| EXERCICE COURT A |
D'après l'extrait, qui a traduit de l'italien le roman Tasmania ?

| EXTRAIT À LIRE |
►
D 29 novembre 2023     A par Albert Gauvin - C 2 messages Version imprimable de cet article Version imprimable    ................... PARTAGER . facebook




Paolo Giordano, Kourtney Roy, Reiner Stach et Kafka, Nicolas de Staël et... l’annonce (dans une discrète parenthèse) d’une nouvelle revue de littérature en préparation.

La lumière des disparus

Yannick Haenel

Mis en ligne le 1er novembre 2023
Paru dans l’édition 1632 du 31 octobre

« J’écris sur tout ce qui m’a fait pleurer » : c’est la dernière phrase de Tasmania, un roman de Paolo Giordano publié récemment aux éditions Le Bruit du monde, traduit de l’italien par Nathalie Bauer. Et voici la première phrase : « En novembre 2015, je me suis retrouvé à Paris pour assister à la conférence des Nations unies consacrée à l’urgence climatique. » (FEUILLETER LE LIVRE)

En lisant ces deux phrases, la dernière, puis la première, j’ai ressenti de l’enthousiasme. Si l’on n’est pas un peu, beaucoup, enthousiaste, ce n’est pas la peine de lire : l’enthousiasme, c’est le souffle du désir. Et le désir, c’est la matière ardente de la lecture. Vous le savez, je cherche la ferveur : c’est ma politique.

Ainsi, grâce à Tasmania, et à l’enthousiasme qu’il soulève en moi, ai-je enfin trouvé autre chose que l’insomnie. Ça fait trois semaines que l’état du monde nous arrache radicalement à notre propre vie, et peut-être faudrait-il qu’il en soit ainsi pour que nos existences soient réellement politiques et que nous changions le monde  ; mais l’impact des infamies nous réduit surtout à l’impuissance. Mes dernières chroniques ressassent et j’en suis désolé : quand on ne trouve plus les mots pour dire ce qui nous dépasse et résister à l’insaisissable, on ne dort plus.

J’ai donc lu ce livre, qui me donne du courage. C’est la vertu des bons romans : ils vous réveillent, clarifient votre esprit, vous font penser. Tasmania ne parle pas de ce qui m’empêche de dormir : la guerre en Ukraine, les massacres en Israël et à Gaza, le sort sacrificiel des professeurs exposés aux fous d’Allah  ; mais à travers la vie palpitante et labyrinthique d’un physicien devenu journaliste, il nous ouvre à ce tourbillon du monde qui, s’il est traversé avec des mots, ne relève plus du cauchemar de l’Histoire mais de l’aventure de l’esprit.
◄
| EXERCICE COURT B |
Présentez en tableau Markdown, avec les colonnes « Numéro » et « Ligne », les lignes des enregistrements depuis celle qui contient « Target: person sitting on chair » jusqu'à la fin des enregistrements. Omettez les lignes vides et les images.

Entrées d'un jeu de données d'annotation
►
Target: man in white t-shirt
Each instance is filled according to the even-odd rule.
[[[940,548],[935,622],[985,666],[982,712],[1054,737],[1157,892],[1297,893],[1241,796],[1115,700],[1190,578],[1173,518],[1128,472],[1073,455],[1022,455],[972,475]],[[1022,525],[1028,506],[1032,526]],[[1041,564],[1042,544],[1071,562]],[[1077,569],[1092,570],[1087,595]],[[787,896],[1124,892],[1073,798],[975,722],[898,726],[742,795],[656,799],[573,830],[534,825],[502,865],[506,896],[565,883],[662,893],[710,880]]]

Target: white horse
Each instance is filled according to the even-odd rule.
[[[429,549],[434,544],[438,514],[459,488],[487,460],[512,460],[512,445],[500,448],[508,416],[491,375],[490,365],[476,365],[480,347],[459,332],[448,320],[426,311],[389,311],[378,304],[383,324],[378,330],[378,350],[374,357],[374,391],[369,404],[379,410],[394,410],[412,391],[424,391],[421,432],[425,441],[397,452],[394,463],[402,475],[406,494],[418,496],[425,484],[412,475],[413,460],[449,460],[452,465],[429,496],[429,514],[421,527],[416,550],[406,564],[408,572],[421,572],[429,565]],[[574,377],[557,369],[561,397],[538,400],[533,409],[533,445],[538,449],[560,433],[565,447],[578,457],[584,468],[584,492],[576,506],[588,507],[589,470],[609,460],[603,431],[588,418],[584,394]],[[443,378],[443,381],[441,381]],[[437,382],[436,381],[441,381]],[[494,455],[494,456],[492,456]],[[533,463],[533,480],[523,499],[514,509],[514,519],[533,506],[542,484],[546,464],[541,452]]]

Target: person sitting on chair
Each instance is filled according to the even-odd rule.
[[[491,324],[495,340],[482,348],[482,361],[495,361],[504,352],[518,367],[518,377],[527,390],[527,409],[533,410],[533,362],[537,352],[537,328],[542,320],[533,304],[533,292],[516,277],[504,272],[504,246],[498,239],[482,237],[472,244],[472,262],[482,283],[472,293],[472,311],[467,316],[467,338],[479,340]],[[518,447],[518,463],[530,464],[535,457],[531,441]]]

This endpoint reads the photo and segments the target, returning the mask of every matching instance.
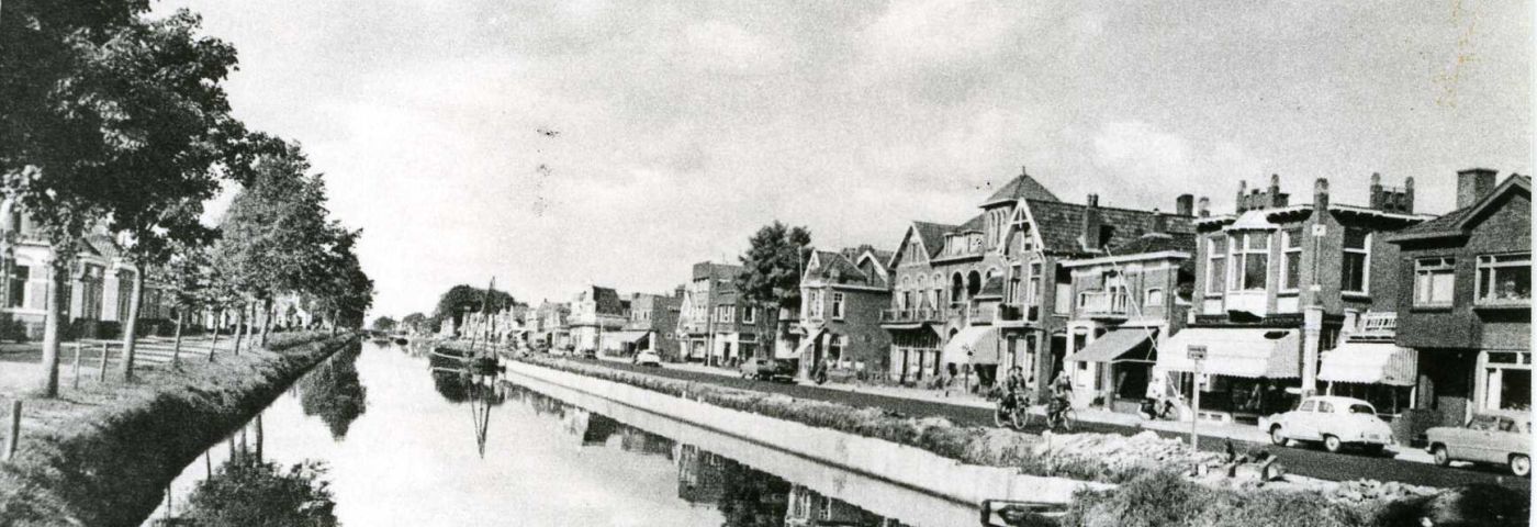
◄
| RÉPONSE RÉDIGÉE A |
Nathalie Bauer.

| RÉPONSE RÉDIGÉE B |
| Numéro | Ligne |
|---|---|
| 1 | Target: person sitting on chair |
| 2 | Each instance is filled according to the even-odd rule. |
| 3 | [[[491,324],[495,340],[482,348],[482,361],[495,361],[504,352],[518,367],[518,377],[527,390],[527,409],[533,410],[533,362],[537,352],[537,328],[542,320],[533,304],[533,292],[516,277],[504,272],[504,246],[498,239],[482,237],[472,244],[472,262],[482,283],[472,293],[472,311],[467,316],[467,338],[479,340]],[[518,447],[518,463],[530,464],[535,457],[531,441]]] |
| 4 | This endpoint reads the photo and segments the target, returning the mask of every matching instance. |